[Objective]
Copy the records below word for word, keeping every line as it is, but leave out the pictures.

[Data shown]

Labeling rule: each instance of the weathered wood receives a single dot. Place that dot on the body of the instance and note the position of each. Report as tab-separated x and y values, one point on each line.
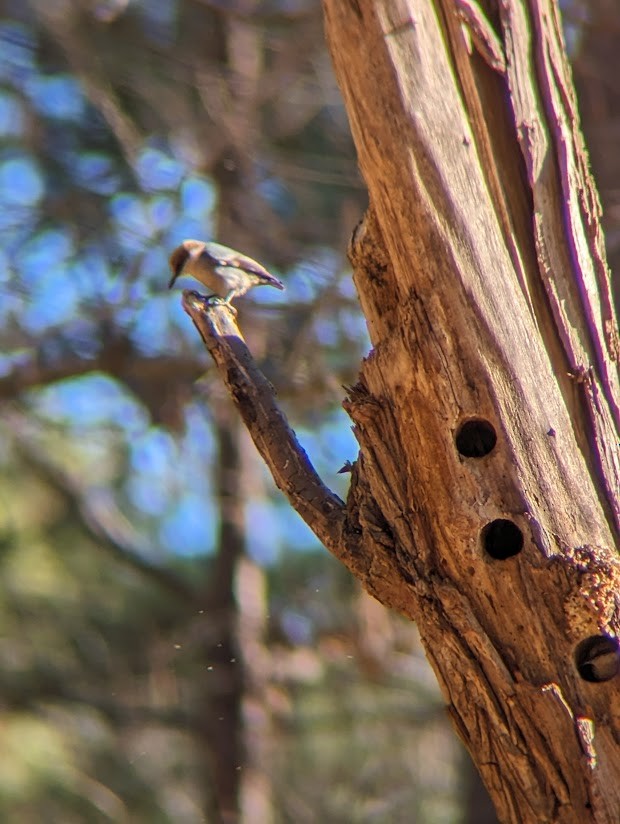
481	272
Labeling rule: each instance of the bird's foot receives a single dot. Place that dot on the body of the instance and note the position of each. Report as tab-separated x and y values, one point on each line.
216	300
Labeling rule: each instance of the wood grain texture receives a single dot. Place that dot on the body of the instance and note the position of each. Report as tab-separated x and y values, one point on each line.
481	273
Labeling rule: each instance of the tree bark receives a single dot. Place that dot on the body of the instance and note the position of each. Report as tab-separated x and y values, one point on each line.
485	502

[Answer for the task]
Labeling rule: each instance of the weathered wood receives a single dot. Place that dot on the body of the instance and note the position of each. Report as tab-separated x and y values, one point on each line.
481	272
Labeling rule: each instance of the bird's foot receives a single dot. Place that dot on the body of the instance and note the position of each. Report as tab-separated x and y values, one point on each line.
216	300
Labeling rule: each instance of the wood grain texture receives a single dot. Place that dot on the body of the instance and note the position of each. Report as tab-separated x and y values, one point on each line.
481	273
Labeling rule: each instance of the tree bark receives a single dot. Place that dot on the body of the instance and note the position of each. Report as tab-separated x and y values, one point on each line.
485	502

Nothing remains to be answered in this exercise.